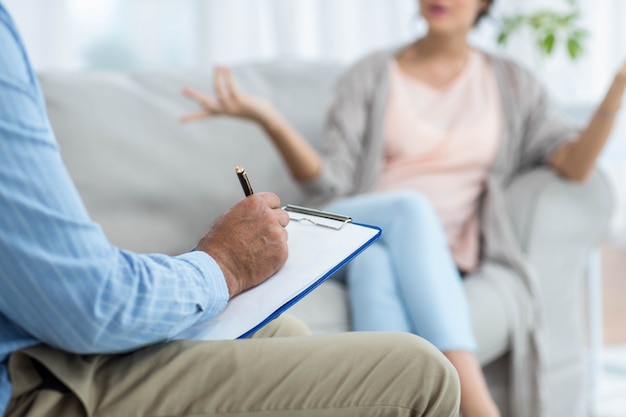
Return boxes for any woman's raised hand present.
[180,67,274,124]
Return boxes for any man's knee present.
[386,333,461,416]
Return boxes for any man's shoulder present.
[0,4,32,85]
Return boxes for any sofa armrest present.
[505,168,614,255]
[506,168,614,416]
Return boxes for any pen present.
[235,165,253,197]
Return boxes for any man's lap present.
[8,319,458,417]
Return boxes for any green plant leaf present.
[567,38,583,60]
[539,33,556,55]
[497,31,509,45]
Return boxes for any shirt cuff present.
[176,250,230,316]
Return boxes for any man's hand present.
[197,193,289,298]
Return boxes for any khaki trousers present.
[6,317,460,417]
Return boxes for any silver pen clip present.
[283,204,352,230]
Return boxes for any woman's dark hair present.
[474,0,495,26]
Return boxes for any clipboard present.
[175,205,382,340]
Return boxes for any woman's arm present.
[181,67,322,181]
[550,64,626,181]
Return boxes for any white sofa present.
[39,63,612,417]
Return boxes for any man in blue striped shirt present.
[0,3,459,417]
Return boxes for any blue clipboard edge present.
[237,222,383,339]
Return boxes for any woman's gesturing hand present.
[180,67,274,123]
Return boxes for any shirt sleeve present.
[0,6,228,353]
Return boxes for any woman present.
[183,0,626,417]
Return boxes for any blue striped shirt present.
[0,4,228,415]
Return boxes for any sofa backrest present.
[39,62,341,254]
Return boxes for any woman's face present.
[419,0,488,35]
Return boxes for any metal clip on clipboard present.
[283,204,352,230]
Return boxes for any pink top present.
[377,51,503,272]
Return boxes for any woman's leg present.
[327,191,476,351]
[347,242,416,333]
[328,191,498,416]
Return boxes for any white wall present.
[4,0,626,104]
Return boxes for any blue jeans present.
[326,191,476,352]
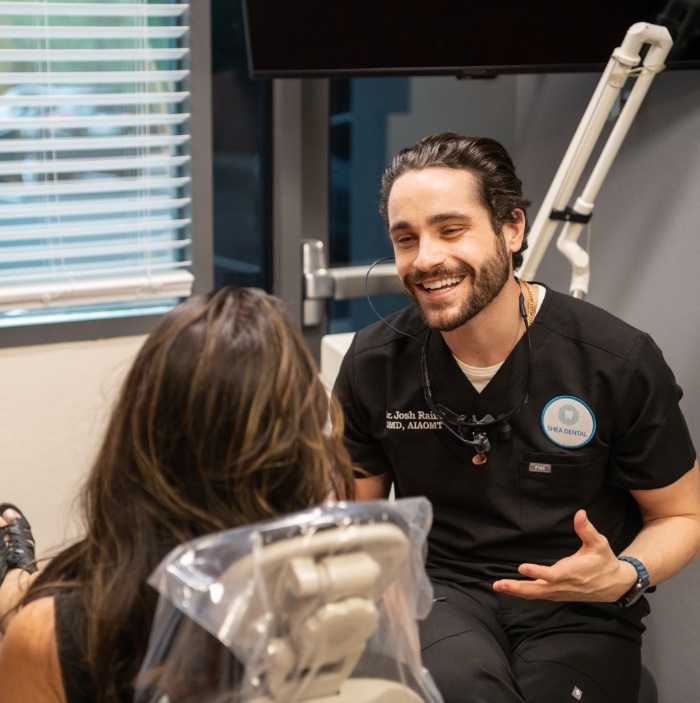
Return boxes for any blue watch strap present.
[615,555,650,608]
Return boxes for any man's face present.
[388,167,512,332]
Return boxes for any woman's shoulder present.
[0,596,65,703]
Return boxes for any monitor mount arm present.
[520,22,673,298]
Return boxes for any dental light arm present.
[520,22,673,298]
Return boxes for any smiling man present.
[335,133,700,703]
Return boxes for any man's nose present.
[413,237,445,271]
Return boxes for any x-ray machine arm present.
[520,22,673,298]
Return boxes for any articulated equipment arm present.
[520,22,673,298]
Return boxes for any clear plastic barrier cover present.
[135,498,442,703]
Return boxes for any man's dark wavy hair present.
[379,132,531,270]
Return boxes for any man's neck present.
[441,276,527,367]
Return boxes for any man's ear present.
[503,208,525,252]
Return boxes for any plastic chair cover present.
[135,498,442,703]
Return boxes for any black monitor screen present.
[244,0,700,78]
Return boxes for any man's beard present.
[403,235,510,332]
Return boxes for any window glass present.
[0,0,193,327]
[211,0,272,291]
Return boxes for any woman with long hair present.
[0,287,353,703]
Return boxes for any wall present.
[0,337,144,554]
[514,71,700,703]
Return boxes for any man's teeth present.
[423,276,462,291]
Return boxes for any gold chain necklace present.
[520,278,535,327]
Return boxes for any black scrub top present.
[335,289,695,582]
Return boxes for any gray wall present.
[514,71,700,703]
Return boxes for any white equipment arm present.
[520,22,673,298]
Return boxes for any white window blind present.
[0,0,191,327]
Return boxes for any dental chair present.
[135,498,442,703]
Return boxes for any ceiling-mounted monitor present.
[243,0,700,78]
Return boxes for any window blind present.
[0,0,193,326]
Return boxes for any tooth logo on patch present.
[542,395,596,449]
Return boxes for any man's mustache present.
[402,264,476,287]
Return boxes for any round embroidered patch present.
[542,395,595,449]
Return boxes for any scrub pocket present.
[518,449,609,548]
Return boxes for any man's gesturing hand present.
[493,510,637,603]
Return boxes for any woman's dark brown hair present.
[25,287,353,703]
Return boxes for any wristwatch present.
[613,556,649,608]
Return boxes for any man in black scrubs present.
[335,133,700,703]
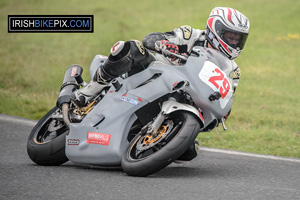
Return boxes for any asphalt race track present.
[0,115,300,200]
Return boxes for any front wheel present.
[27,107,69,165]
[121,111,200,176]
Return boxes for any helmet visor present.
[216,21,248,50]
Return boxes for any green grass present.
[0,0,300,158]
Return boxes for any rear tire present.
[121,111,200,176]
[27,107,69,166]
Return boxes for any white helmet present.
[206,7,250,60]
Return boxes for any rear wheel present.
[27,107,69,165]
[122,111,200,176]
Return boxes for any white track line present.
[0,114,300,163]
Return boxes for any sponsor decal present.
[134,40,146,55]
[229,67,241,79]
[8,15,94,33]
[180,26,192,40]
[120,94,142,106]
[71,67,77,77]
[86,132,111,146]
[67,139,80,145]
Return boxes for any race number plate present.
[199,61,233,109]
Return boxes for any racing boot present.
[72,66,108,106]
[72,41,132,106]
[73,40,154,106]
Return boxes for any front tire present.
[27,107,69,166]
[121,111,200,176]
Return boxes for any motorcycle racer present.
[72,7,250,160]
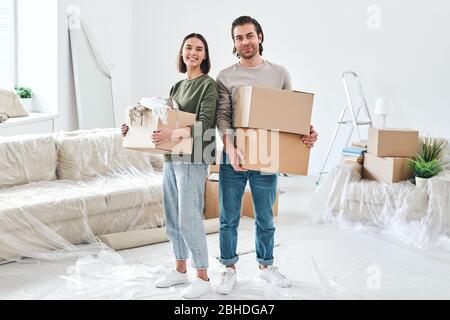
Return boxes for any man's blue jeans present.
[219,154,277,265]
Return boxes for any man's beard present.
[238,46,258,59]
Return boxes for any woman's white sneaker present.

++++

Tugas:
Ulangi semua catatan di atas tanpa mengubah apa pun, tetapi jangan sertakan gambarnya.

Jawaban:
Return boxes for any woman's raised hand present.
[180,67,274,124]
Return boxes for any man's knee present.
[386,333,461,416]
Return boxes for any man's shoulder present.
[0,4,32,85]
Return boxes for any sofa armrest present.
[505,168,614,255]
[506,168,614,416]
Return boxes for any pen present.
[235,165,253,197]
Return boxes for any man's lap present.
[8,319,458,417]
Return boxes for any green plant leaf present.
[567,38,583,60]
[539,33,556,55]
[497,31,509,45]
Return boxes for any shirt cuff present.
[176,250,230,316]
Return boxes for any man's hand present.
[197,193,289,298]
Return boxes for any khaki trousers present.
[6,317,460,417]
Return boxes for any silver pen clip present.
[283,204,352,230]
Return boxes for any woman's dark hair present.
[474,0,495,26]
Return boxes for any clipboard present.
[175,205,382,340]
Return boxes for any woman's arm present.
[181,67,322,181]
[550,64,626,181]
Return boxes for any white sofa present.
[39,63,612,417]
Return boxes for any man in blue striped shirt present.
[0,3,459,417]
Return boxes for any blue clipboard edge present.
[237,222,383,339]
Return boxes for any woman's gesturing hand present.
[180,67,274,123]
Return boxes for any shirt sleeve present.
[0,6,228,353]
Return boxes for any woman present.
[183,0,626,417]
Return boxes for any blue striped shirt present.
[0,4,228,415]
Return boxes for any sofa backrest present.
[39,62,341,254]
Return boxes for any woman's face present.
[419,0,488,35]
Return boxes for any metal clip on clipboard present.
[283,204,352,230]
Return boxes for any pink top present.
[377,51,503,272]
Return boxes for any woman's leg present.
[327,191,476,351]
[347,242,416,333]
[328,191,498,416]
Return boxes for any white wall present.
[4,0,626,104]
Return boxes for any blue jeans present.
[326,191,476,352]
Return boxes for any blue watch strap present.
[615,555,650,608]
Return boxes for any man's face present.
[388,167,512,332]
Return boxes for any woman's shoulder present.
[0,596,65,703]
Return boxes for any monitor mount arm present.
[520,22,673,298]
Return boxes for any dental light arm present.
[520,22,673,298]
Return boxes for any smiling man present.
[335,133,700,703]
Return boxes for any man's nose present.
[413,237,445,271]
Return boxes for any x-ray machine arm present.
[520,22,673,298]
Return boxes for any articulated equipment arm present.
[520,22,673,298]
Return boxes for any clear plastic barrier cover present.
[135,498,442,703]
Return boxes for any man's dark wavy hair present.
[379,132,531,270]
Return boxes for any man's neck present.
[441,276,527,367]
Return boxes for any man's ear present.
[503,208,525,252]
Return boxes for any plastic chair cover present.
[135,498,442,703]
Return boxes for any black monitor screen present.
[244,0,700,78]
Return boxes for any man's beard present.
[403,235,510,332]
Return boxes for any window glass present.
[0,0,193,327]
[211,0,272,291]
Return boxes for any woman with long hair present.
[0,287,353,703]
Return boxes for any wall present.
[0,337,144,554]
[514,71,700,703]
Return boxes for any man's teeth present.
[423,276,462,291]
Return boxes for any gold chain necklace present.
[520,278,535,327]
Return boxes for any black scrub top present.
[335,289,695,582]
Return boxes for any gray wall present.
[514,71,700,703]
Return boxes for any white equipment arm present.
[520,22,673,298]
Return boxes for any white window blind present.
[0,0,191,327]
Return boxes for any dental chair present.
[135,498,442,703]
Return boxes for any ceiling-mounted monitor present.
[243,0,700,78]
Return boxes for any window blind present.
[0,0,193,326]
Return boxes for any tooth logo on patch present.
[542,395,596,449]
Return boxes for any man's mustache present.
[402,264,476,287]
Return boxes for any round embroidered patch present.
[542,395,595,449]
Return boxes for any scrub pocket present.
[518,449,609,548]
Return boxes for any man's gesturing hand present.
[493,510,637,603]
Return boxes for any woman's dark brown hair present.
[25,287,353,703]
Return boxes for any wristwatch present.
[613,556,649,608]
Return boxes for any man in black scrubs present.
[335,133,700,703]
Return boxes for any asphalt race track present.
[0,115,300,200]
Return boxes for any front wheel present.
[27,107,69,165]
[121,111,200,176]
Return boxes for any helmet visor present.
[216,21,248,50]
Return boxes for any green grass present.
[0,0,300,158]
Return boxes for any rear tire present.
[121,111,200,176]
[27,107,69,166]
Return boxes for any white helmet present.
[206,7,250,60]
Return boxes for any rear wheel present.
[27,107,69,165]
[122,111,200,176]
Return boxes for any white track line present.
[0,114,300,163]
Return boxes for any sponsor decal present.
[134,40,146,55]
[229,67,241,79]
[8,15,94,33]
[180,26,192,40]
[120,94,142,106]
[71,67,77,77]
[86,132,111,146]
[67,139,80,145]
Return boxes for any race number plate present.
[199,61,233,109]
Return boxes for any racing boot present.
[72,66,108,106]
[72,41,132,106]
[73,40,154,106]
Return boxes for any front tire present.
[27,107,69,166]
[121,111,200,176]
Return boxes for any motorcycle racer present.
[72,7,250,160]
Return boxes for any man's blue jeans present.
[219,154,277,265]
Return boxes for any man's beard present.
[238,46,258,59]
Return boxes for any woman's white sneaker present.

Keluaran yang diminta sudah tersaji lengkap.